▸ **Exercise**:
The data below must be repeated exactly. Leave nothing out.

▸ **Given information**:
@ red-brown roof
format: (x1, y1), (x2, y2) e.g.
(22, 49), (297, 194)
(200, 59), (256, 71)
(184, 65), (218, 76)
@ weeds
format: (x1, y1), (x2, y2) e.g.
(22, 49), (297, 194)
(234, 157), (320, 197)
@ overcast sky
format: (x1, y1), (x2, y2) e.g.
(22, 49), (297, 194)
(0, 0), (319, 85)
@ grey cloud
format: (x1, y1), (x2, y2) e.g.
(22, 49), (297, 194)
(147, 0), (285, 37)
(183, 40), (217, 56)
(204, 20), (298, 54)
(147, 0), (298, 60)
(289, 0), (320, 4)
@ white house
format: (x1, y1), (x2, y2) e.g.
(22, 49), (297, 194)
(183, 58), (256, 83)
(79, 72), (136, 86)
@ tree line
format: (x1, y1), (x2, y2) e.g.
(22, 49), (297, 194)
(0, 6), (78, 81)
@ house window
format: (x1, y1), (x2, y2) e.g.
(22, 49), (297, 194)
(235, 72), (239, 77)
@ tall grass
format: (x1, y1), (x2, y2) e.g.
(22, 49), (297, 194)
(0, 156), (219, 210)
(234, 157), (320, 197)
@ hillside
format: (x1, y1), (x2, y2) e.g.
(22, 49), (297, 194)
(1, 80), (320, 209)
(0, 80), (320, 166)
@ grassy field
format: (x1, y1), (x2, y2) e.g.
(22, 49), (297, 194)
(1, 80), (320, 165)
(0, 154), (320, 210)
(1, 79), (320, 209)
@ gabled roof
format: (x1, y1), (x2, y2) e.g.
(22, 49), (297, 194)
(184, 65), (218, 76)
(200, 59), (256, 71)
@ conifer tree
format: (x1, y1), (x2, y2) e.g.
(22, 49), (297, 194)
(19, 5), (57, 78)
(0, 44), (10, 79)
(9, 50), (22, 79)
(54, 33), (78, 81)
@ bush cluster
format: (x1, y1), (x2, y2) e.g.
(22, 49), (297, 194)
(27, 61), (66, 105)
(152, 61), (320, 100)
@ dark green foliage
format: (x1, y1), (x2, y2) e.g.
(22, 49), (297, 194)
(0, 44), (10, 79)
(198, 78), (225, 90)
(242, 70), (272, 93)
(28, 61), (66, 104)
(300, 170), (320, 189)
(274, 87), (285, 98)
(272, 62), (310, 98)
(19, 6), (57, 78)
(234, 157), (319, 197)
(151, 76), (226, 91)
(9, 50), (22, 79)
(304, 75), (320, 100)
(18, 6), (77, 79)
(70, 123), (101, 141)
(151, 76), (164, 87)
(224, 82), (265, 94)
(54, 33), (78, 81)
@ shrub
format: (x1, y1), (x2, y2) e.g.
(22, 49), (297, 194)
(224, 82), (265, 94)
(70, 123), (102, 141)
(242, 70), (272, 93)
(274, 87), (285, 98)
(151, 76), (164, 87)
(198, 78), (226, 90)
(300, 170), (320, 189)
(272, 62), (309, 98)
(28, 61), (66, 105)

▸ **Response area**:
@ red-brown roof
format: (x1, y1), (x2, y2) e.g.
(22, 49), (297, 194)
(200, 59), (256, 71)
(184, 65), (218, 76)
@ weeds
format: (x1, y1), (x2, y2) e.g.
(22, 49), (297, 194)
(234, 157), (320, 197)
@ overcast sky
format: (x1, y1), (x2, y2) e.g.
(22, 49), (297, 194)
(0, 0), (319, 85)
@ grey cloud
format: (x1, y1), (x2, y2) e.g.
(22, 49), (297, 194)
(147, 0), (285, 37)
(183, 40), (217, 56)
(204, 20), (298, 54)
(147, 0), (298, 60)
(289, 0), (320, 4)
@ white house
format: (x1, y1), (x2, y2) e.g.
(22, 49), (297, 194)
(183, 58), (256, 83)
(79, 72), (136, 86)
@ tree line
format: (x1, y1), (x2, y2) e.g.
(22, 49), (297, 194)
(0, 6), (78, 81)
@ house window
format: (x1, y1), (x2, y2) e.g.
(22, 49), (297, 194)
(235, 72), (239, 77)
@ tall grass
format: (x1, y1), (x2, y2) e.g.
(22, 49), (297, 194)
(0, 156), (219, 210)
(234, 157), (320, 197)
@ hillside
format: (x1, y1), (x2, y2) e.g.
(22, 49), (297, 194)
(1, 80), (320, 209)
(0, 80), (320, 166)
@ grassy field
format: (x1, y1), (x2, y2) e.g.
(22, 49), (297, 194)
(1, 80), (320, 165)
(0, 154), (320, 210)
(1, 79), (320, 209)
@ gabled roof
format: (x1, y1), (x2, y2) e.g.
(22, 49), (297, 194)
(184, 65), (218, 76)
(200, 59), (256, 71)
@ conifer tree
format: (x1, y1), (x2, y2) e.g.
(22, 49), (297, 194)
(19, 5), (57, 78)
(0, 44), (10, 79)
(9, 50), (22, 79)
(54, 33), (78, 81)
@ bush cluster
format: (x1, y1), (x2, y2) e.g.
(22, 49), (297, 194)
(27, 61), (66, 105)
(152, 61), (320, 100)
@ dark green foliage
format: (x1, y1), (x2, y2) e.g.
(22, 49), (297, 194)
(0, 44), (10, 79)
(198, 78), (225, 90)
(242, 70), (272, 93)
(28, 61), (66, 104)
(300, 170), (320, 189)
(274, 87), (285, 98)
(272, 62), (310, 98)
(19, 6), (57, 78)
(234, 157), (319, 197)
(151, 76), (226, 91)
(9, 50), (22, 79)
(304, 75), (320, 100)
(18, 6), (77, 79)
(70, 123), (101, 141)
(151, 76), (164, 87)
(224, 82), (265, 94)
(54, 33), (78, 81)
@ shrub
format: (x1, y1), (x2, y2) e.g.
(22, 49), (297, 194)
(224, 82), (265, 94)
(70, 123), (102, 141)
(242, 70), (272, 93)
(274, 87), (285, 98)
(151, 76), (164, 87)
(198, 78), (226, 90)
(300, 170), (320, 189)
(272, 62), (309, 98)
(28, 61), (66, 105)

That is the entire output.